Friday, 19 February 2010

Making a raclette

Saturday at noon my phone went. It was C, from my local French family. “Have you had raclette?” I was asked. My mind thumbed through the old brain cells in a vain attempt to find some reference point on which to base an intelligent reply. Was it a disease? Some kind of sport perhaps involving the use of tennis rackets as snow shoes? I remembered that in the distant days when I was investigating trailer tents, that Raclette was one of the makes that I looked at.

Of course these deliberations took a mere fraction of a second on my personal super-computer. “I don’t think so” I replied.

“Do you know what raclette is?” I confessed that I didn’t. I gathered that it was some sort of meal involving cheese, so I said that I was available for the experience.

An hour later saw me once again in their kitchen. There was a large platter of thin slices of posh smoked meats and discs of sliced dried / smoked sausage.

A small table had been positioned at one end of the kitchen dining table and on it sat a round electrical plate, with a heating element below, under which were a series of 8 little pizza slice shaped mini-cooking pans.

The apparatus was plugged into the wall near the sink, and the electrical cord stretched across in mid air to said round machine.

* EXERCISE OBJECTIVE: Continue the raclette blog post from the point where it stops.

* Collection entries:
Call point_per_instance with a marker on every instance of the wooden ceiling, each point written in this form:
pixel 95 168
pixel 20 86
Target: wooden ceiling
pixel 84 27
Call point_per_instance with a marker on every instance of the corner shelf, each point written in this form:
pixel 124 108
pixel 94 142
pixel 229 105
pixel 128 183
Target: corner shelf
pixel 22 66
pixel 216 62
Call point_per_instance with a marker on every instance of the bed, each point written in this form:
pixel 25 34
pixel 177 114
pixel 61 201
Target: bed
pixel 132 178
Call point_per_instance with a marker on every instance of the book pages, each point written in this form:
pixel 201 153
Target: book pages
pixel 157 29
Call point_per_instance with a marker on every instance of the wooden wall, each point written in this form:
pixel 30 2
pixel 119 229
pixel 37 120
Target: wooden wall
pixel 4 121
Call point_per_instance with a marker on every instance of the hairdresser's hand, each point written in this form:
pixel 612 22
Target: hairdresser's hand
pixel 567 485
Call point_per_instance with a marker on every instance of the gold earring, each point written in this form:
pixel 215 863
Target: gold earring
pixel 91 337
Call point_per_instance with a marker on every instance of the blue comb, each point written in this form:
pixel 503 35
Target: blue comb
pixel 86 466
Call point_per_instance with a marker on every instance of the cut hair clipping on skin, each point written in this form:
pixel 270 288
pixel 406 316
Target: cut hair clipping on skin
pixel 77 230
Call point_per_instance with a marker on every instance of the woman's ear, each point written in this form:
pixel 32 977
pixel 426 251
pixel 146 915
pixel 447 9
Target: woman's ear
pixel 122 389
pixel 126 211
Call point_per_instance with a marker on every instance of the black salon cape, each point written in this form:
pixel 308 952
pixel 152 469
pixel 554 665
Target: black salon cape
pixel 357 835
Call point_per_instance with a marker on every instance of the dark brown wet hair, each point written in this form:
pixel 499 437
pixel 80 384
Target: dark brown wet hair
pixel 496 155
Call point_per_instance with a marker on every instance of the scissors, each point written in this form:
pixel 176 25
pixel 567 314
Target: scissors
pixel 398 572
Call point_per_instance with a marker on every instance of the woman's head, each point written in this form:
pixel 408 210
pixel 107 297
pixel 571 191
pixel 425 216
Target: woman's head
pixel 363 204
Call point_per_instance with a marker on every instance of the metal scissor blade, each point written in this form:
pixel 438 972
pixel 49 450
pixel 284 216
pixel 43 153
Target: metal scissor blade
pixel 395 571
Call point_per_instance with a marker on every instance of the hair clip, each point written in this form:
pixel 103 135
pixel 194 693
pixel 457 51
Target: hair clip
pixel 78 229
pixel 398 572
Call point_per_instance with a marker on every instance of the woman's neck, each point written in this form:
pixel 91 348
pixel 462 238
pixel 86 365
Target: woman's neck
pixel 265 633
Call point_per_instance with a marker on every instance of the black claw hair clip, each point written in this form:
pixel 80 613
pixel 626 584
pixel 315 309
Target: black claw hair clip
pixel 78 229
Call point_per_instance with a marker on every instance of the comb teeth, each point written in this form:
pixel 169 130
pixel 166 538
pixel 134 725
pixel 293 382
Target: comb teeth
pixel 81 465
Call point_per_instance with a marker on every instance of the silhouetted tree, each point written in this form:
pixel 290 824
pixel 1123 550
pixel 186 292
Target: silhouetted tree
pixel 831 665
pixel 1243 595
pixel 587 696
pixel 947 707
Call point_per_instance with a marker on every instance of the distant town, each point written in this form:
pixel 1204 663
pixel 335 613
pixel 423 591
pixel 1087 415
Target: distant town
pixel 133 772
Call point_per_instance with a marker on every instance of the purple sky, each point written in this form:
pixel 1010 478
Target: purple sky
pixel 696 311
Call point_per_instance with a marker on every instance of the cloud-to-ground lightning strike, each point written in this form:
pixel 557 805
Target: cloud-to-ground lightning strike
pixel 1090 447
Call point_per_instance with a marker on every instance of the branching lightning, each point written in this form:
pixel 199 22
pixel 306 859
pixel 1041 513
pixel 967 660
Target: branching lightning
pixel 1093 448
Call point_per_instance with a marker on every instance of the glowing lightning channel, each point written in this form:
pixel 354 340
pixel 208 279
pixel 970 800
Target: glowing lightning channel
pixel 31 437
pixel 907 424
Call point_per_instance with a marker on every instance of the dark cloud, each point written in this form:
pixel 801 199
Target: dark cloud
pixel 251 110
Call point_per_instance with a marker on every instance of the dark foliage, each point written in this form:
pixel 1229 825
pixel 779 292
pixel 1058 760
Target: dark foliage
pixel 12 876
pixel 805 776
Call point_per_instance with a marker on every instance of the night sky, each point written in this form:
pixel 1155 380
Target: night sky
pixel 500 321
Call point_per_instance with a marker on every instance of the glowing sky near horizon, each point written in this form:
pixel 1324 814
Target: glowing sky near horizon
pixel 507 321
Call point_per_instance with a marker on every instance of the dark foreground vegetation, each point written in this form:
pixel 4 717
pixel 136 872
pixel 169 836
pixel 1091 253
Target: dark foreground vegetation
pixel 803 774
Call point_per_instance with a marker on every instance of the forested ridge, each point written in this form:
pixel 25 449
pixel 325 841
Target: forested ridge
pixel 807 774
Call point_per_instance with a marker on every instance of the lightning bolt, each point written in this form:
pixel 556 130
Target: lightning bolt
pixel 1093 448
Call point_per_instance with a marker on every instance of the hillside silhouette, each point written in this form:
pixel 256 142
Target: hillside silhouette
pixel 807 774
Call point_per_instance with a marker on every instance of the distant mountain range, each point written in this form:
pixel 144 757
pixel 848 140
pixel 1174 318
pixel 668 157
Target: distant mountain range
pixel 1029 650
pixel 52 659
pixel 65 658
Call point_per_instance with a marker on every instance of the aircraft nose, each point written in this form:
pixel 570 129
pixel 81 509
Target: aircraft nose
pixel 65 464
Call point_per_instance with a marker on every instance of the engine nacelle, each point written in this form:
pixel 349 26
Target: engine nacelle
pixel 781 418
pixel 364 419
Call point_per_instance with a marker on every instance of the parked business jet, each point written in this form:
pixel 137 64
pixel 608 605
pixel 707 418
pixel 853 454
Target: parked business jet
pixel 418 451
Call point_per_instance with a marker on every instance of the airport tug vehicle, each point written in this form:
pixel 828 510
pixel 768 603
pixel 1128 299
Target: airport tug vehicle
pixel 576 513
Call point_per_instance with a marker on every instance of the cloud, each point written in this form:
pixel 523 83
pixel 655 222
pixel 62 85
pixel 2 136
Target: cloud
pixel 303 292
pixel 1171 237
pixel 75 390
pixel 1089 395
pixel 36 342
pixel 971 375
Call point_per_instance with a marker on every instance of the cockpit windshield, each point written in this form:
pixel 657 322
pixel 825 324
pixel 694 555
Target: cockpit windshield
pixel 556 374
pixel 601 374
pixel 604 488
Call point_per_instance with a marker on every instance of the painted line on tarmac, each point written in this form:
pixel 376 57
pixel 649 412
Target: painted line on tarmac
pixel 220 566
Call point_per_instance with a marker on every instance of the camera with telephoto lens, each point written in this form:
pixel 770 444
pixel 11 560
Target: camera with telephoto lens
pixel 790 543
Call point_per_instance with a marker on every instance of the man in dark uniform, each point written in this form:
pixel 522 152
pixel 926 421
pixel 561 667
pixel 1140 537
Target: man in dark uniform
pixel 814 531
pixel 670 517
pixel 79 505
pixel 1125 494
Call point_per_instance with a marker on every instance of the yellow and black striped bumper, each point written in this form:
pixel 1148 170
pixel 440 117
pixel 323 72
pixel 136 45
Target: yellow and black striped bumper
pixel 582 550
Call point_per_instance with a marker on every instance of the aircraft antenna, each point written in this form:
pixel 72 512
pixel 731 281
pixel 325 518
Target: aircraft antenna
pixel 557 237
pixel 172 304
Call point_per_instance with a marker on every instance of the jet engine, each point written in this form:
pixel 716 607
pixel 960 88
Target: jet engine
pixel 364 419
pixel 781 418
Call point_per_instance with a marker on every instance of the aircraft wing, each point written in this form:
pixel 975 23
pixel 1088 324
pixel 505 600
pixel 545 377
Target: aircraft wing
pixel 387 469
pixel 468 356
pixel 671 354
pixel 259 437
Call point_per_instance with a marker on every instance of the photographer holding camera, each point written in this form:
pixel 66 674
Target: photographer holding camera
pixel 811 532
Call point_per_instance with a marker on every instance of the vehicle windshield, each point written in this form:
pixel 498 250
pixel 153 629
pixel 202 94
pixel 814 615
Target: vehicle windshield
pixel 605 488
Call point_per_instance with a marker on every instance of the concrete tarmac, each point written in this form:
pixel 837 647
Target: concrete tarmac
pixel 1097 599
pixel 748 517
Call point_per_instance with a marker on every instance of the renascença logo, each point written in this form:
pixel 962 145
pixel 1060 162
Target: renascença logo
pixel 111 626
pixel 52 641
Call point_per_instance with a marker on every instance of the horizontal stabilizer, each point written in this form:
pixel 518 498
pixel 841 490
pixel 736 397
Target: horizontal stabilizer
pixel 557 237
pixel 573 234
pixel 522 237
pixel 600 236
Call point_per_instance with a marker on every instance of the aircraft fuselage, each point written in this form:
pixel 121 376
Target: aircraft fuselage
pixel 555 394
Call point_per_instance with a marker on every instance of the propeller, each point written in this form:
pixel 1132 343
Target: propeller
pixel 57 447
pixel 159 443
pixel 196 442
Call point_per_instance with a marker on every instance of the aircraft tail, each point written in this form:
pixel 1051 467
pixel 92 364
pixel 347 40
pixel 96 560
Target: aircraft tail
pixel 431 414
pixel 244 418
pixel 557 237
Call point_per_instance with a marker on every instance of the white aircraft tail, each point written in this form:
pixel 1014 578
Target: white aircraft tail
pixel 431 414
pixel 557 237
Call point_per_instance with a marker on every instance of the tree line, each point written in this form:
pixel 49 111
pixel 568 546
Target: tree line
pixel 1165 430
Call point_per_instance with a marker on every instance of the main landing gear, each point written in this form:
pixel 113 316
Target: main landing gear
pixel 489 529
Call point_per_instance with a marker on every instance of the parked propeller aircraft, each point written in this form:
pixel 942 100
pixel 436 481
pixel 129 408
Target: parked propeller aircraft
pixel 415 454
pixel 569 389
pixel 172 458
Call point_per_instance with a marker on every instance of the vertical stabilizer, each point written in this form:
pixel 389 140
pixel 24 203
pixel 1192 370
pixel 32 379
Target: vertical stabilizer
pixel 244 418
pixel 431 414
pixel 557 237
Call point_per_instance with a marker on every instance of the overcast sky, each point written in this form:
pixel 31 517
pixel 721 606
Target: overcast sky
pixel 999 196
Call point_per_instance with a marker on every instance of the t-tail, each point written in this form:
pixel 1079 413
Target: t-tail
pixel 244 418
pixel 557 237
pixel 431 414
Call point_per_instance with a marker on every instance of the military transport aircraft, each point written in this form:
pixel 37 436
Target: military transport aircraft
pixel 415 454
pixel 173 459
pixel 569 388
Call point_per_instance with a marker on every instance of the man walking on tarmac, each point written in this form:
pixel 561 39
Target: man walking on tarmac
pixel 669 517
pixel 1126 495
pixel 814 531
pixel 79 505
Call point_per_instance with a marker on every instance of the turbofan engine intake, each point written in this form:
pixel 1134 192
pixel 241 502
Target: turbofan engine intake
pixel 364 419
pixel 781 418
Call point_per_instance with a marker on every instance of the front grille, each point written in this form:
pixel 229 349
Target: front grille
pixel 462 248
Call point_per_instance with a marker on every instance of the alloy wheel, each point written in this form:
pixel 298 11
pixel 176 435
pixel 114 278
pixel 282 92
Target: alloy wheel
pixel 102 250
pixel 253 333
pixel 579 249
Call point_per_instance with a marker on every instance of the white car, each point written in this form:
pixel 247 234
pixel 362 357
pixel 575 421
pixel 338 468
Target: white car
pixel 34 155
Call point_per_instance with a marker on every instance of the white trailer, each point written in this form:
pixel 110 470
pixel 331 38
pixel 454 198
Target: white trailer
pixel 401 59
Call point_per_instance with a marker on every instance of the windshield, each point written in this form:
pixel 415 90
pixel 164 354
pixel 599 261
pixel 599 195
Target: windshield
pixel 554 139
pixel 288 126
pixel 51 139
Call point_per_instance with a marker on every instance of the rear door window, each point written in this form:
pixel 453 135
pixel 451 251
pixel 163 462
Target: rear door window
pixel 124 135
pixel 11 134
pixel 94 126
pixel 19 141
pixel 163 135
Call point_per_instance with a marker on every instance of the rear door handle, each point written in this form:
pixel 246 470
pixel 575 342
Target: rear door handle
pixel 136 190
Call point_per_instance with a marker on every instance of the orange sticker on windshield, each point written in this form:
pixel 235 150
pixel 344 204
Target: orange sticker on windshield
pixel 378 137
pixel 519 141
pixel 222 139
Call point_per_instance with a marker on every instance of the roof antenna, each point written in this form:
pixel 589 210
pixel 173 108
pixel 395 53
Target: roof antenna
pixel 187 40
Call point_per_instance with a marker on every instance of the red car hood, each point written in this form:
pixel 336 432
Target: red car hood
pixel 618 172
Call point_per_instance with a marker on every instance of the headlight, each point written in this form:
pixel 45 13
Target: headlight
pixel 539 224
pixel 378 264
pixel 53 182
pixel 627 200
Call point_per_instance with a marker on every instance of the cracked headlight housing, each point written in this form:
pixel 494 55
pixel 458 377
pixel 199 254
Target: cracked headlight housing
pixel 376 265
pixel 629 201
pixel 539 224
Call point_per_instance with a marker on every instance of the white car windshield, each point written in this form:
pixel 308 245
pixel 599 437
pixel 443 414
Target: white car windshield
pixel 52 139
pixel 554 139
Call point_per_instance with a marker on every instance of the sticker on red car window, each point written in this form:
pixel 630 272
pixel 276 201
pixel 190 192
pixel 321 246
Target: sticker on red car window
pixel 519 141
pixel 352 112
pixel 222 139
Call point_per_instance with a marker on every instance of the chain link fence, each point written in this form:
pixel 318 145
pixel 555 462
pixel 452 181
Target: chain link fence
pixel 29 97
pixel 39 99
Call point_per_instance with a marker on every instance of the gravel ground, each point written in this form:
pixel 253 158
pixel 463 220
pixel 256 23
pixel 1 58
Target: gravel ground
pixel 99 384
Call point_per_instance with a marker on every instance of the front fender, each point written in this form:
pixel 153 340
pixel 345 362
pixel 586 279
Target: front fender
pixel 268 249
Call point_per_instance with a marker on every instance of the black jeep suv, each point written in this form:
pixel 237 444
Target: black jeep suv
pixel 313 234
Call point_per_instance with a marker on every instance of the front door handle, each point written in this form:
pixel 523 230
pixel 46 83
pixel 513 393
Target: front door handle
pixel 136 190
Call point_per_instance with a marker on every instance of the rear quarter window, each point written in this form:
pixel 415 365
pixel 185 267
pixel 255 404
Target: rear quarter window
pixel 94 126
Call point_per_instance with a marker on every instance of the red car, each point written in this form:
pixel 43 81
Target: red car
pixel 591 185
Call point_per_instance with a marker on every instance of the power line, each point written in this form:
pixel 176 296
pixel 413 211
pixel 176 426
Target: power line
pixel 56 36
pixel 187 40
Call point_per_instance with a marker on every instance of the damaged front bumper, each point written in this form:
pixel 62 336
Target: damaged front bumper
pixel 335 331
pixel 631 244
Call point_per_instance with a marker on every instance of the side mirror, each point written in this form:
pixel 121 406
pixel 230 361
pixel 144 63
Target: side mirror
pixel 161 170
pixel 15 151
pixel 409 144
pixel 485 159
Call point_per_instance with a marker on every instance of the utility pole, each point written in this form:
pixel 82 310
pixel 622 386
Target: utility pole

* RESULT OF THIS TASK:
I was informed that when they had switched on the machine, it tripped the main power switch, but that they had discovered that by unplugging the fridge freezer, their power supply was man enough for the job.

Apparently there are 2 different levels of power supply, with the higher power option costing more, so they have the one with less juice.

C told me that raclette was a special type of meal eaten only during the winter months. Special raclette cheese is available only during these months. The procedure for eating was explained to me. You put a slice of raclette cheese into your little non-stick triangular pan and place it under the heating element. You take a baked potato and scrape the skin off (I said that I would eat mine with the skin on, so C took it off my plate and scraped the almost non existent skin off my potato. Did I not realise that all the pesticides were in the skin? I said that I wasn’t worried, so she then said that she had not washed the potatoes. I said that I was not worried about that either). Freshly scraped potato on my plate, I had to select some meat and put that on my plate too. The cheese in my little pan was now bubbling away, so I retrieved it and was shown how to tip the cheese out onto my plate. The next step was to eat a bit of potato, cheese and meat at the same time.

This process was repeated until the potatoes and the cheese ran out.

Once I was home again, I looked up raclette in my French / Eng dictionary. I means melted cheese. In the old days before the electric raclette machine, people would place the big round of cheese near the fire and scrape (racler) the melted cheese off it onto the food on their plate. Further searching and I find out that raclette cooking comes from Switzerland

This form of communal cooking, not to be confused with a fondue, now leaps out at me from the weekly publicity, the cheese counters, and in the electrical sections of shops, whereas before I had not noticed the word at all.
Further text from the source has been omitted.